Reproduce each of the rows below verbatim, keeping their order and wording unchanged.

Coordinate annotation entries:
──────
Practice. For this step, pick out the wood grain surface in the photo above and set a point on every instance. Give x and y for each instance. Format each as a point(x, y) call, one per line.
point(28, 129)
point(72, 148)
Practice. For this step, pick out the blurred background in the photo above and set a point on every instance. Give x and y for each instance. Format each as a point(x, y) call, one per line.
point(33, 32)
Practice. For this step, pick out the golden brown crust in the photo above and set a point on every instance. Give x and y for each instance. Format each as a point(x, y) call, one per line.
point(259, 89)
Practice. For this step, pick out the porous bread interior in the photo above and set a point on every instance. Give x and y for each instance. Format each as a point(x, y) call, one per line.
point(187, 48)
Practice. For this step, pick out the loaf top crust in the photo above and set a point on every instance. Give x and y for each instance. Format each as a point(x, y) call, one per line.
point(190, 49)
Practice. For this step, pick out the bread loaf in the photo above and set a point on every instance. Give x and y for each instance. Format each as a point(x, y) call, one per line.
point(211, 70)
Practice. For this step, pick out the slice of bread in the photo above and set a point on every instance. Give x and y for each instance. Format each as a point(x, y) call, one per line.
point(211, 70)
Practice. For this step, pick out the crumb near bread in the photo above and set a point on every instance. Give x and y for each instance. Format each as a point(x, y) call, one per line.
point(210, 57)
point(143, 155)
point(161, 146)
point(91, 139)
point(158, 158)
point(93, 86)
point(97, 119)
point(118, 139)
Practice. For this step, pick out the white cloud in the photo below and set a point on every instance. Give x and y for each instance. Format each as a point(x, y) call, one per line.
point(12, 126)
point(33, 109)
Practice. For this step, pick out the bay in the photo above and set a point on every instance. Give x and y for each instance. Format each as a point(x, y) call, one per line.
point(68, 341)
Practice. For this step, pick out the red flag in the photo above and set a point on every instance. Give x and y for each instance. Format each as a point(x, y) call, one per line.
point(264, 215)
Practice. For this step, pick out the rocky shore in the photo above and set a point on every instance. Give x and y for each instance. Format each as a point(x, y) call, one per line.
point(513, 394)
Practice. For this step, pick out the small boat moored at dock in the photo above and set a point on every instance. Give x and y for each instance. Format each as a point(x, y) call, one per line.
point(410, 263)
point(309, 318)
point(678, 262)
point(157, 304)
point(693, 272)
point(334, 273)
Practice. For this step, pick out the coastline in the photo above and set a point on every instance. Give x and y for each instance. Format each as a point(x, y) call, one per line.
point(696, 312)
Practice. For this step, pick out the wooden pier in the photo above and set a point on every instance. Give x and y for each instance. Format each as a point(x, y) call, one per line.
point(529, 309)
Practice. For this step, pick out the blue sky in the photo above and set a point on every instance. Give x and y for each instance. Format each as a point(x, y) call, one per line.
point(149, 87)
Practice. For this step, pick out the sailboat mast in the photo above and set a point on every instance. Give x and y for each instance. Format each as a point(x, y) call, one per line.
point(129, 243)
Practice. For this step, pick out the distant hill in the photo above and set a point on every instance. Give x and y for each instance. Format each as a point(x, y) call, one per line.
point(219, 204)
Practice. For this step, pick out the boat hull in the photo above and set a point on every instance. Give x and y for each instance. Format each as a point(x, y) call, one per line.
──────
*Completed exercise:*
Practice. For this step, pick out the wood grain surface in the photo above and set a point on every instance. Give x and y for each instance. Format each as a point(x, y) call, one per line.
point(28, 129)
point(72, 148)
Practice. For this step, pick out the blurred background in the photo above and set a point on every instance. Give x and y for each instance. Format each as a point(x, y) call, one per line.
point(33, 32)
Practice. For this step, pick out the golden brown crust in the photo above and set a point on every instance. Give x and y for each instance. Format each as a point(x, y) call, one per line.
point(259, 89)
Practice. For this step, pick out the porous bread interior in the photo above and set a point on every instance. Give x and y for each instance. Format each as a point(x, y) call, one per line.
point(187, 48)
Practice. For this step, pick out the loaf top crust in the photo above and set a point on every instance. Give x and y for each instance. Format each as a point(x, y) call, one per line.
point(190, 49)
Practice. For this step, pick out the bread loaf in the photo above and set a point on every instance. Give x and y for each instance. Format each as a point(x, y) call, one per line.
point(211, 70)
Practice. For this step, pick out the slice of bread in the photo above and set a point on every instance. Give x and y for each instance. Format each as a point(x, y) call, one per line.
point(211, 70)
Practice. For this step, pick out the crumb near bread in the photo above and set a point on every instance. Give x and y for each instance. Format each as a point(x, y) call, one per line.
point(210, 57)
point(143, 155)
point(161, 146)
point(91, 139)
point(158, 158)
point(93, 86)
point(97, 119)
point(118, 139)
Practice. For this step, pick out the white cloud in the photo below and set a point on every instance. Give x and y for each instance. Format each as a point(x, y) call, one per line.
point(12, 126)
point(33, 109)
Practice. For this step, pick out the bay in the photo above and set a point on every instance. Give x and y for each instance. Format each as a point(x, y) call, one per line.
point(68, 341)
Practice. For this step, pick out the red flag in the photo above and set a point on every instance. Give x and y for each instance. Format each as a point(x, y) call, one per line.
point(264, 215)
Practice. For this step, pick out the rocky shore in the photo above and set a point on every instance. Give x and y for each instance. Format each as a point(x, y) call, one per line.
point(513, 394)
Practice. For this step, pick out the small boat moored at dock in the photo above and set a point on every instance. Give x and y for each instance. Format each as a point(x, y) call, one per line.
point(410, 263)
point(309, 318)
point(678, 262)
point(157, 304)
point(693, 272)
point(334, 273)
Practice. For this step, pick out the coastline in the photo above and set a point on every instance. Give x and y for each instance. Format each as a point(x, y) call, one per line.
point(696, 312)
Practice. For this step, pick out the wooden pier in the photo above and set a point on every instance. Give x and y for each instance. Format each as a point(x, y) call, one per line.
point(529, 309)
Practice. For this step, pick out the blue sky in the photo above and set a point on every instance. Give x and y for each instance. Format each as a point(x, y) call, one per line.
point(149, 87)
Practice. For this step, pick out the sailboat mast in the photo above and set a point on every instance. Give x and y for each instance. Format each as a point(x, y) call, one per line.
point(129, 243)
Practice. For this step, pick out the distant hill in the photo above and set a point on every instance. Give x and y for each instance. Format each as a point(x, y) call, one per line.
point(219, 204)
Practice. For this step, pick out the boat hull in the photo above and set a point on every instance. Give x and y for each instance. Format each as a point(x, y) call, one per line.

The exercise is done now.